**Data listing**
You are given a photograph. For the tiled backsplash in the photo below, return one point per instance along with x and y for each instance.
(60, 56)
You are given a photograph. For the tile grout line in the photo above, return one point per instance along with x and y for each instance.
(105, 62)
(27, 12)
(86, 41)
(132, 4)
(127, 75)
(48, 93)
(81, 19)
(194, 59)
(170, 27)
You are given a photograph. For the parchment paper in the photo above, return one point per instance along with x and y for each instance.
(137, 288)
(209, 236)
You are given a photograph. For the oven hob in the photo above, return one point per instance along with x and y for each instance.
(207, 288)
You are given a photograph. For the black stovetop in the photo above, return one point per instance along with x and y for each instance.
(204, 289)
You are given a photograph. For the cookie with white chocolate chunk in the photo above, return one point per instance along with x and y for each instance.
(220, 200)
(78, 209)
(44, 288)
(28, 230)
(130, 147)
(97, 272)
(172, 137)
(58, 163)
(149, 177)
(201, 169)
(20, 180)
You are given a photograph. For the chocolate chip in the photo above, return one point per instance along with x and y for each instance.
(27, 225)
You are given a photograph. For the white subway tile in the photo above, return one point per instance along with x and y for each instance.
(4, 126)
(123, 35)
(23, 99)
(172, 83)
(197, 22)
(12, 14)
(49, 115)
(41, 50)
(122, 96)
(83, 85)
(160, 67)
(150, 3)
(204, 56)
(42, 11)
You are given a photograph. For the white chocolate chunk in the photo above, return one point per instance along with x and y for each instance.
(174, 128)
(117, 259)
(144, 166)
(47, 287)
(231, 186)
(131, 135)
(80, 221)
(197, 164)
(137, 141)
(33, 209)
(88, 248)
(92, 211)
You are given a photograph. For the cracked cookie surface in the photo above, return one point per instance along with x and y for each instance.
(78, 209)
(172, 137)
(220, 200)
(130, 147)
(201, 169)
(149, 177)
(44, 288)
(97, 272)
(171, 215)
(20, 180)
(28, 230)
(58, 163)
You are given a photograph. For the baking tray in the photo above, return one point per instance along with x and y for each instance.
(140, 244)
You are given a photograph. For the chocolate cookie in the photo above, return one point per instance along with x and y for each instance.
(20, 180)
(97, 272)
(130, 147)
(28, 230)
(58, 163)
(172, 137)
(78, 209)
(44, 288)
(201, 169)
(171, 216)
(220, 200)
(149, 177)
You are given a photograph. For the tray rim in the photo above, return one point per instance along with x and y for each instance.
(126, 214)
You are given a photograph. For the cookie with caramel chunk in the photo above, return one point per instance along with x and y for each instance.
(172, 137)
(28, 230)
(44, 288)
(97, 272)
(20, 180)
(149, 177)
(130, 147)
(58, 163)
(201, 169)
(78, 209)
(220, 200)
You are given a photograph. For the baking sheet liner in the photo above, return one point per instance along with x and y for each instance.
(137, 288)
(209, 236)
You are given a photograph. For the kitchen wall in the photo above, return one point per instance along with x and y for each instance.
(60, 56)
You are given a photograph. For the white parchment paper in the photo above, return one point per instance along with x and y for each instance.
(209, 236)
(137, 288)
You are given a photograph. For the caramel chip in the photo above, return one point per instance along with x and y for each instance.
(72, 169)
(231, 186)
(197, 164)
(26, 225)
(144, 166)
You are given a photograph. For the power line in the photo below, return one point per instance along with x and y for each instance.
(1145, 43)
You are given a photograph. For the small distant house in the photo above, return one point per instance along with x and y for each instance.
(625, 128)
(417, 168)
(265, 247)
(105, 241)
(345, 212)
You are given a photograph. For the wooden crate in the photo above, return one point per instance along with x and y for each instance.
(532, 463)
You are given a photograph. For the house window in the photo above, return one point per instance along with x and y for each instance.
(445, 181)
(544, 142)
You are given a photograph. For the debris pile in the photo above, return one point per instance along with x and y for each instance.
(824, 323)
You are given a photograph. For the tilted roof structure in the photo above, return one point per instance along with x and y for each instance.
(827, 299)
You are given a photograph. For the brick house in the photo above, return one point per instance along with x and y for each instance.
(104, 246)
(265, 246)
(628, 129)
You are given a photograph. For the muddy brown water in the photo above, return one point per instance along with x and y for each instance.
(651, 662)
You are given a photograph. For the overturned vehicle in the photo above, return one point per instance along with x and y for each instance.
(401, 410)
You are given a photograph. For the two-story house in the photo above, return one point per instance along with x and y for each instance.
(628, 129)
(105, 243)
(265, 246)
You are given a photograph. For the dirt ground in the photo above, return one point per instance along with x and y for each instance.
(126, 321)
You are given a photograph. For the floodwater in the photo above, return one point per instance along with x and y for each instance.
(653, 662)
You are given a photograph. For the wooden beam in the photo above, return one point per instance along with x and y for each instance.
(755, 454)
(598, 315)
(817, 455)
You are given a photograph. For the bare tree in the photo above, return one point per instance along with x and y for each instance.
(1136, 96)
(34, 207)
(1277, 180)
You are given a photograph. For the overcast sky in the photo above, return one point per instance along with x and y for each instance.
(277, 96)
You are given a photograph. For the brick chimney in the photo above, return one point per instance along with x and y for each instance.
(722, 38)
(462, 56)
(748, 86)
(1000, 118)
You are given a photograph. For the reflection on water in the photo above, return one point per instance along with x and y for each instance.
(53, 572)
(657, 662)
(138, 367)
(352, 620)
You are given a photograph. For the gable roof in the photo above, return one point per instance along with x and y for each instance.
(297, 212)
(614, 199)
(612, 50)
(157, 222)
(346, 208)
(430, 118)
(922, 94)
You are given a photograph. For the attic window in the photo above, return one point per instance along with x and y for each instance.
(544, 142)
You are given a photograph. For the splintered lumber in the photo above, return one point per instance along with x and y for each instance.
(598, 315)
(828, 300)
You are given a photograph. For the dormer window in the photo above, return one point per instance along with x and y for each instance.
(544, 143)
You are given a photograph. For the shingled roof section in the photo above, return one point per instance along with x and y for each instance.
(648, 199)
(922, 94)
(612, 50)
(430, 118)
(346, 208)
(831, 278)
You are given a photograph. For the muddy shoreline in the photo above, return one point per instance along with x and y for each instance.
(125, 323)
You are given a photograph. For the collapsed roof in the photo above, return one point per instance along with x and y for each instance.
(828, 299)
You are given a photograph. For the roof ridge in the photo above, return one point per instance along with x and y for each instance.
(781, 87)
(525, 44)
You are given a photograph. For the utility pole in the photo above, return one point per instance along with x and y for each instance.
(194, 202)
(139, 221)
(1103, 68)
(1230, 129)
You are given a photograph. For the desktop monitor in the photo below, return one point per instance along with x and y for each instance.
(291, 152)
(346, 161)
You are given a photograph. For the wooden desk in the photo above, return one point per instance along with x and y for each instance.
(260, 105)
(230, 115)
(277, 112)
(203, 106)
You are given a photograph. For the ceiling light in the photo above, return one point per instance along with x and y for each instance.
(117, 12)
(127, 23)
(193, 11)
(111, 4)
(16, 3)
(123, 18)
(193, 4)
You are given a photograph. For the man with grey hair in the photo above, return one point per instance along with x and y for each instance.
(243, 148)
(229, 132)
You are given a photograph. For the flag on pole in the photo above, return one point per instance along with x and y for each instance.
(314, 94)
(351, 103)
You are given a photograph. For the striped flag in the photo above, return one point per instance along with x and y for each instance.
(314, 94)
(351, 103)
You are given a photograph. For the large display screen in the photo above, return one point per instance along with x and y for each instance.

**About this exercise**
Return all of the data above exactly, leaving out no line.

**Solution to this task**
You are given a photograph. For the tiled backsplash in the photo below, return one point per instance along with x and y for each instance.
(60, 56)
You are given a photograph. For the tile grout line in the photo above, return one point per instance along with x and y for each instance.
(105, 62)
(27, 12)
(86, 41)
(132, 4)
(127, 75)
(48, 93)
(81, 19)
(194, 59)
(170, 27)
You are given a photograph. For the parchment paper in the photo above, return one point per instance along with x and y for each instance.
(137, 288)
(209, 236)
You are given a photograph. For the oven hob in the photo above, return one point per instance along with x and y for each instance.
(207, 288)
You are given a photograph. For the black stovetop in the photo above, return one point per instance along with x and y for each instance.
(204, 289)
You are given a photograph. For the cookie with white chocolate chunk in the photo above, return one point per instance along with x and y for each instance.
(220, 200)
(78, 209)
(44, 288)
(28, 230)
(130, 147)
(97, 272)
(172, 137)
(58, 163)
(149, 177)
(201, 169)
(20, 180)
You are given a photograph. For the chocolate chip in the photo above, return one point per instance along with x and y for each instance.
(27, 225)
You are given a photograph. For the white subway tile in the photo above, return one point per instance along with x and y for each instance.
(4, 126)
(123, 35)
(23, 99)
(172, 83)
(197, 22)
(12, 14)
(49, 115)
(41, 50)
(122, 96)
(83, 85)
(160, 67)
(150, 3)
(204, 56)
(42, 11)
You are given a photograph. For the white chocolate chunk in the photo above, return one point per instance along with x and y for each instance.
(174, 128)
(117, 259)
(144, 166)
(47, 287)
(231, 186)
(131, 135)
(80, 221)
(197, 164)
(137, 141)
(33, 209)
(88, 248)
(92, 211)
You are given a photograph. For the cracked cookie surface in the photo above, return one point per instance along with x and y for each instance.
(78, 209)
(172, 137)
(220, 200)
(130, 147)
(201, 169)
(149, 177)
(44, 288)
(97, 272)
(171, 215)
(20, 180)
(28, 230)
(58, 163)
You are given a photograph. For the baking tray in the photo above, return one point per instance along with x and y for each instance.
(140, 244)
You are given a photograph. For the chocolate cookie in the photo above, return one point per instance along with x and y for each instance.
(20, 180)
(97, 272)
(130, 147)
(28, 230)
(58, 163)
(172, 137)
(78, 209)
(44, 288)
(201, 169)
(171, 216)
(220, 200)
(149, 177)
You are given a photograph. For the tray rim in the photo above, return one point per instance along with x and y for each instance.
(126, 214)
You are given a photograph. For the cookie with caramel chunk in the photo above, return one point per instance along with x and y for each instance.
(172, 137)
(28, 230)
(44, 288)
(97, 272)
(20, 180)
(149, 177)
(130, 147)
(58, 163)
(201, 169)
(78, 209)
(220, 200)
You are given a photograph. For the baking sheet liner in the photo above, return one point per instance along with x and y for each instance.
(137, 288)
(209, 236)
You are given a photograph. For the kitchen wall in the photo above, return one point per instance along with x and y for each instance.
(60, 56)
You are given a photograph. For the white parchment paper in the photo above, return one point per instance along with x and y for each instance.
(209, 236)
(137, 288)
You are given a photograph. For the caramel chip in the photo above, return one point per instance along with x and y for each instance.
(72, 169)
(231, 186)
(197, 164)
(26, 225)
(144, 166)
You are given a photograph. For the power line in the photo below, return one point per instance along with x and y for each instance.
(1145, 43)
You are given a photograph. For the small distant house in the photo above, return one point per instance along with x and y for each instance.
(625, 128)
(417, 168)
(265, 247)
(105, 241)
(345, 212)
You are given a photograph. For the wooden crate in the photo above, return one point per instance along with x and y for each instance.
(532, 463)
You are given a photograph. For the house window in the photo above, return one point per instance along with x and y for each instance.
(445, 181)
(544, 142)
You are given a photograph. For the debris pile in the photo above, return one point per instance along with x and y for each instance.
(824, 323)
You are given a photograph. For the tilted roof structure in the photo above, return one point per instance along with x and y for each instance.
(827, 299)
You are given a photograph. For the brick house in the photo above, return one point per instance along with x and y for each instance.
(104, 246)
(265, 246)
(628, 129)
You are given a photograph. For the muddy brown water in the photo above, return one point per instance along with x and y for each instance.
(651, 662)
You are given a photograph. For the overturned vehicle in the photo above, return one point per instance along with x and y for each instance.
(401, 410)
You are given a photograph. For the two-story house in the photo above, return one point per instance along with x and y for each instance.
(628, 129)
(105, 243)
(265, 246)
You are given a photograph. For the dirt ground in the photo above, return one point per instance along with x and y for each instance.
(126, 321)
You are given a photograph. For the floodwater in the photo above, return one point per instance along with x and y for each instance.
(653, 662)
You are given a photograph. For the wooden beam in the photo above, return one point per instance along with x and y for each instance.
(755, 454)
(598, 315)
(817, 455)
You are given a photograph. For the bare tree in the photo above, return one point per instance along with x and y for each instance.
(1136, 96)
(34, 207)
(1277, 180)
You are given a photograph. For the overcast sky in the photo above, return one point per instance along with x and y for each instance.
(277, 96)
You are given a photograph. For the brick chimney in the photo above, return one point per instance along with x and y for each instance.
(722, 38)
(462, 56)
(748, 86)
(1000, 118)
You are given a photograph. For the reflection on water in the photo above, return one point per instance along with x and y for each instance.
(53, 572)
(657, 662)
(138, 367)
(352, 620)
You are given a photograph. For the gable roof in the photo above, return one point per instance along with x and y for each instance.
(297, 212)
(614, 199)
(612, 50)
(157, 222)
(346, 208)
(430, 118)
(922, 94)
You are given a photograph. For the attic window in the photo above, return one point per instance along with x and y for each instance.
(544, 142)
You are given a photograph. For the splintered lumber in the photo above, return one point per instance along with x and y for each instance.
(598, 315)
(828, 300)
You are given a photograph. For the dormer window in the photo above, return one point per instance along with x and y for each instance.
(544, 143)
You are given a photograph. For the shingled roof section in the photo above, return one point per instance along with x and y for each instance.
(648, 199)
(922, 94)
(612, 50)
(430, 118)
(346, 208)
(831, 278)
You are given a photograph. For the muddy shoreline in the photo above, return one point per instance along with x and y for each instance.
(125, 323)
You are given a photograph. For the collapsed roof in the photo above, return one point per instance along with x and y for each instance.
(828, 299)
You are given a photograph. For the roof ridge in the photo above, return one point per instance along with x and y for each instance.
(781, 87)
(525, 44)
You are given a photograph. For the utility pole in the photo above, return one point per instance along with x and y for each instance.
(194, 202)
(139, 221)
(1103, 68)
(1230, 129)
You are given a photograph. For the desktop monitor in the photo below, return one point per instance along with x and y for each instance.
(291, 152)
(346, 161)
You are given a photograph. For the wooden desk in the photo above, return one point per instance along with x and y for each instance.
(260, 105)
(230, 115)
(277, 112)
(203, 106)
You are given a photograph. For the ceiling light in the photo above, return one point per instance along with x and y for each instance.
(117, 12)
(127, 23)
(193, 11)
(111, 4)
(16, 3)
(123, 18)
(193, 4)
You are given a photograph. For the man with grey hair in the photo above, return one point per instance along with x and y for each instance.
(243, 148)
(229, 132)
You are given a photograph. For the flag on pole in the photo above, return one point per instance along with x and y for each instance.
(314, 94)
(351, 103)
You are given a photograph. For the striped flag in the photo above, return one point per instance along with x and y for each instance.
(314, 94)
(351, 103)
You are given a photograph. For the large display screen in the photo above, return one point per instance along with x and y for each instance.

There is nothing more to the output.